**Exercise description:** Go through the listing and pick out each line with the word "plant" in it.

**Record set:**

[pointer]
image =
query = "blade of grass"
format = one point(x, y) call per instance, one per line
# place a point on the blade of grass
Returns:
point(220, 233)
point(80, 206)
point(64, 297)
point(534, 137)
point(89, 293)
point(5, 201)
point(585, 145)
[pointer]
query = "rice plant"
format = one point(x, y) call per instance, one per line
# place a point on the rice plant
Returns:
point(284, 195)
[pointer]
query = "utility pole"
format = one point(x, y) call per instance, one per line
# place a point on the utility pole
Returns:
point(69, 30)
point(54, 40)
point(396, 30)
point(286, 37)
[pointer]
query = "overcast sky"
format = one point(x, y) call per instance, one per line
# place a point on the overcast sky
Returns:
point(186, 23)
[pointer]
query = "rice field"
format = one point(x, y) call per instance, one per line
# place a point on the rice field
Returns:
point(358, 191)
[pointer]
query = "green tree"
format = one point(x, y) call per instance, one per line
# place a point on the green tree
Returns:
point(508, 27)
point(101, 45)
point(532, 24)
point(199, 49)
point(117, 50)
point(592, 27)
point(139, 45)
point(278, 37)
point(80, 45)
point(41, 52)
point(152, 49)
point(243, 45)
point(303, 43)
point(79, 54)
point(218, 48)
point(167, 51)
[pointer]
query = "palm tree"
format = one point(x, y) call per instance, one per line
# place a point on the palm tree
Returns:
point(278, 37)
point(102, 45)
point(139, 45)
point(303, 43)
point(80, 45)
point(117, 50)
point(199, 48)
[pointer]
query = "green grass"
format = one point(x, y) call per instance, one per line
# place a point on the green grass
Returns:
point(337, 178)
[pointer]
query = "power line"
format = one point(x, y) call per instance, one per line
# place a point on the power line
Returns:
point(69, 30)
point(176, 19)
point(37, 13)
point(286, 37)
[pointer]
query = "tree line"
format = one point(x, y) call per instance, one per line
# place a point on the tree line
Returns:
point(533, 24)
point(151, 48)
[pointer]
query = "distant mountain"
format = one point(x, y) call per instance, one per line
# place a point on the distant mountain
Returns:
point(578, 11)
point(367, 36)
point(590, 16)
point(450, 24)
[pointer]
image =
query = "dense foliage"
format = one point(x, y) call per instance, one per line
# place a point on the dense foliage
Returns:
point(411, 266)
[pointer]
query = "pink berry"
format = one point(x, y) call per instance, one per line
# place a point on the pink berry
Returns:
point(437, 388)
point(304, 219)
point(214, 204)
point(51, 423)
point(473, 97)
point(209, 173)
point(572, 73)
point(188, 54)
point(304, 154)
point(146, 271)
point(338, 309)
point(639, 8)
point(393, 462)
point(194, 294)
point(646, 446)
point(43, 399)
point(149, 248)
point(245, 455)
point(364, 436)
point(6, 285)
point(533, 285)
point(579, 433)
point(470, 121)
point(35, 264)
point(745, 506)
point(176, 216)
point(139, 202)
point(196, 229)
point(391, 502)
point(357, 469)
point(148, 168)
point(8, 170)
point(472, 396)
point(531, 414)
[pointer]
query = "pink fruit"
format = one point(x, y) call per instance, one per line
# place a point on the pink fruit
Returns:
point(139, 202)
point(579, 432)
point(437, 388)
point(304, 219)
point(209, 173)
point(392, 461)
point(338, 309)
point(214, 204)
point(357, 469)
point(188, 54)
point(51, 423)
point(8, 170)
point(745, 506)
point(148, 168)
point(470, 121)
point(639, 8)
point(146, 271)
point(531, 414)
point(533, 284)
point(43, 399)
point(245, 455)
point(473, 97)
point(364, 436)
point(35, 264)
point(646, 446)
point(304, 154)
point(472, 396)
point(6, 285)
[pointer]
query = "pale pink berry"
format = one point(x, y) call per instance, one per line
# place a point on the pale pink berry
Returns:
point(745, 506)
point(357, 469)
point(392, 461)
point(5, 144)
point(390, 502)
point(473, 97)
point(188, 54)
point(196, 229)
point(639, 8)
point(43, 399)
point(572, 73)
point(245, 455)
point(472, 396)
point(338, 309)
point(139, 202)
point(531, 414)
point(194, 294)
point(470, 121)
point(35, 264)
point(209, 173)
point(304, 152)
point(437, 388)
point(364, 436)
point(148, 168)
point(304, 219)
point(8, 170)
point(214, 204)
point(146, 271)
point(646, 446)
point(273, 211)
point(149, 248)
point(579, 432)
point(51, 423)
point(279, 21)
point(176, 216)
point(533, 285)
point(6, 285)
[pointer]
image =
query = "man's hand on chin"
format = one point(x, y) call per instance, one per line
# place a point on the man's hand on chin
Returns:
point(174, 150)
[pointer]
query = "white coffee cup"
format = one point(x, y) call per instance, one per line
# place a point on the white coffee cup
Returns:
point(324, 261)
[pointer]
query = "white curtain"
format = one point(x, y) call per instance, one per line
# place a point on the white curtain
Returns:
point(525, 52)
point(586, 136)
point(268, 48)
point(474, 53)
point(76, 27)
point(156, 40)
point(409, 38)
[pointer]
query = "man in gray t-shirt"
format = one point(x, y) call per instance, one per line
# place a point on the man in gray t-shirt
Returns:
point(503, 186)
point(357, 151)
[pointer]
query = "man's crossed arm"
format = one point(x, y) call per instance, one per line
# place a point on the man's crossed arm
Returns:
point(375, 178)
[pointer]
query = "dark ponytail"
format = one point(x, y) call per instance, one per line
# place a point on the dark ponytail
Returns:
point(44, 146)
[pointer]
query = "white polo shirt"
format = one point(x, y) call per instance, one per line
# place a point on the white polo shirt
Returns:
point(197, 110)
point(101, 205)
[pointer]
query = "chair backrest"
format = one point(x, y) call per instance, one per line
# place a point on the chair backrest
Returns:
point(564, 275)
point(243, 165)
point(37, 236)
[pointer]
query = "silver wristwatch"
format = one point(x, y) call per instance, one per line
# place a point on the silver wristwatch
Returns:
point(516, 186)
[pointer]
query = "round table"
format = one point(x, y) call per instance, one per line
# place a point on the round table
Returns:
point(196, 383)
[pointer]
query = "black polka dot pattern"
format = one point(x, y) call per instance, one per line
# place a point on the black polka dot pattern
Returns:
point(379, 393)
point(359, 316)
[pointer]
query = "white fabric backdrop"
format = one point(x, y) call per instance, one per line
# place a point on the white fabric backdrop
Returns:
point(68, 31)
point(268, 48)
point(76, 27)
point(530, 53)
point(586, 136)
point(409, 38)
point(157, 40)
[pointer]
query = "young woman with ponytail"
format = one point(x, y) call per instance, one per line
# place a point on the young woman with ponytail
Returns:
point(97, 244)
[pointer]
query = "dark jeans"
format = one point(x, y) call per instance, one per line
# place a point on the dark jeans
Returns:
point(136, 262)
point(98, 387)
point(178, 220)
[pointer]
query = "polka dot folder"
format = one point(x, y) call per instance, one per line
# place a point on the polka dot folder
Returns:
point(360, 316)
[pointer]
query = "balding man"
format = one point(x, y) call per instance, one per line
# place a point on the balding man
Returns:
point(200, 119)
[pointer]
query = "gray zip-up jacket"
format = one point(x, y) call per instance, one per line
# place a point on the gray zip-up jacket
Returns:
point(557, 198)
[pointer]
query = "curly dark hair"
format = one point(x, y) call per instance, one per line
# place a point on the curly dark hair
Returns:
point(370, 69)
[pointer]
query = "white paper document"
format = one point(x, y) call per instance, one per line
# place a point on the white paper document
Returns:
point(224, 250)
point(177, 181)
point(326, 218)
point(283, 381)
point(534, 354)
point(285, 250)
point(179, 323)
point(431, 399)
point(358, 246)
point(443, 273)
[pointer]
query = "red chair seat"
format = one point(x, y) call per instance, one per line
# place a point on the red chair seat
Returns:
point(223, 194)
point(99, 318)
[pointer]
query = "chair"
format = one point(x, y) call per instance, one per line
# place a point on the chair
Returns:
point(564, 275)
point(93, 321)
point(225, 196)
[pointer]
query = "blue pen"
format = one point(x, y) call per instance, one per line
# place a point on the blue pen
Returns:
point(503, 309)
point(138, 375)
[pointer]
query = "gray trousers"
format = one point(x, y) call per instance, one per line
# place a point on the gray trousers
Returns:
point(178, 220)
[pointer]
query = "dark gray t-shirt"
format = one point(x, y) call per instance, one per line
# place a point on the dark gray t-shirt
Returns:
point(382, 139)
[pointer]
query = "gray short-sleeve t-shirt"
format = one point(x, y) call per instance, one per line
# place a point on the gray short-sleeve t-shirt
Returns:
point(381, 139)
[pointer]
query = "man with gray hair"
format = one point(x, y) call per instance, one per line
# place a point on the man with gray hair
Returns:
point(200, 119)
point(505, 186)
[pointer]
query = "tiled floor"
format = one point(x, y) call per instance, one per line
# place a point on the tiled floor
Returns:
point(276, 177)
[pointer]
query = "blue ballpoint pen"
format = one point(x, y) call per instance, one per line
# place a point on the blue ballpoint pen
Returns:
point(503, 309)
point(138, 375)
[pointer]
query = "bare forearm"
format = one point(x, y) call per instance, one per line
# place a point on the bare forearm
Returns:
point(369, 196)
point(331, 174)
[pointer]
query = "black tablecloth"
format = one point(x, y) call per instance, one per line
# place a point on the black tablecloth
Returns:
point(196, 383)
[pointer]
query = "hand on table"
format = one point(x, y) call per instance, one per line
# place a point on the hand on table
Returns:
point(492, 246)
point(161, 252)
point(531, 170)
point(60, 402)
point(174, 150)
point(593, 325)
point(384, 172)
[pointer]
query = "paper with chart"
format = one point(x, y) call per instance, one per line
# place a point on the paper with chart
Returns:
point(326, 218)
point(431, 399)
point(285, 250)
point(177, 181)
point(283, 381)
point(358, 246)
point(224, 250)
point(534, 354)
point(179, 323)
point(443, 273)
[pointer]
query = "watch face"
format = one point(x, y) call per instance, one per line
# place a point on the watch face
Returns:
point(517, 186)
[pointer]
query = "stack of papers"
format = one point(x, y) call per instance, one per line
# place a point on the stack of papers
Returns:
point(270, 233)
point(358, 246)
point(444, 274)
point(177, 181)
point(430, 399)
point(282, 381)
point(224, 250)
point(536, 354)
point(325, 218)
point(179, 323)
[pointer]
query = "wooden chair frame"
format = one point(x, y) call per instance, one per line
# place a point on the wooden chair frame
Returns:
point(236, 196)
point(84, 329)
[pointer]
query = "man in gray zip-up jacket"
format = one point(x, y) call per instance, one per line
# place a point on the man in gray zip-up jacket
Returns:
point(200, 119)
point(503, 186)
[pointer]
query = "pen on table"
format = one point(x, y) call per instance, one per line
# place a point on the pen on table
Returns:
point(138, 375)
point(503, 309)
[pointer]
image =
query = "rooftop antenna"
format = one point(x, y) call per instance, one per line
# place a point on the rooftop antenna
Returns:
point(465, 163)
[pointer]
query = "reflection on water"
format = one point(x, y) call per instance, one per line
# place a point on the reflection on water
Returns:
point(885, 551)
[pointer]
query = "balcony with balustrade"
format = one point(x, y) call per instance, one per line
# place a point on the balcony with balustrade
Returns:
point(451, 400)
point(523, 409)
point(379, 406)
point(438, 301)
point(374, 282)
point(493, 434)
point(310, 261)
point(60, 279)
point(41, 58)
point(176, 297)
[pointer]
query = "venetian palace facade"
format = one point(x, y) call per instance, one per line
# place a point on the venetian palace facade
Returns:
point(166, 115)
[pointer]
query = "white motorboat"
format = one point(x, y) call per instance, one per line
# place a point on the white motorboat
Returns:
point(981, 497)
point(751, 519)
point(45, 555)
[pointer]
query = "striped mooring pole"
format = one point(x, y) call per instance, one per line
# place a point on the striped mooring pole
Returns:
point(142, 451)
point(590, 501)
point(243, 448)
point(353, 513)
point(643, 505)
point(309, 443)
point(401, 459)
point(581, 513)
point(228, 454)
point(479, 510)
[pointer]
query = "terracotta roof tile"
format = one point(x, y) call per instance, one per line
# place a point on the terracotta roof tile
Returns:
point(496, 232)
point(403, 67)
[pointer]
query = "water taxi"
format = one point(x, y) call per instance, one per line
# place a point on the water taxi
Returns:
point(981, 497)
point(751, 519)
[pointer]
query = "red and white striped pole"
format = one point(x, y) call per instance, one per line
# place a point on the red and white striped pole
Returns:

**Exercise answer:**
query = "rice plant"
# place a point on the rice plant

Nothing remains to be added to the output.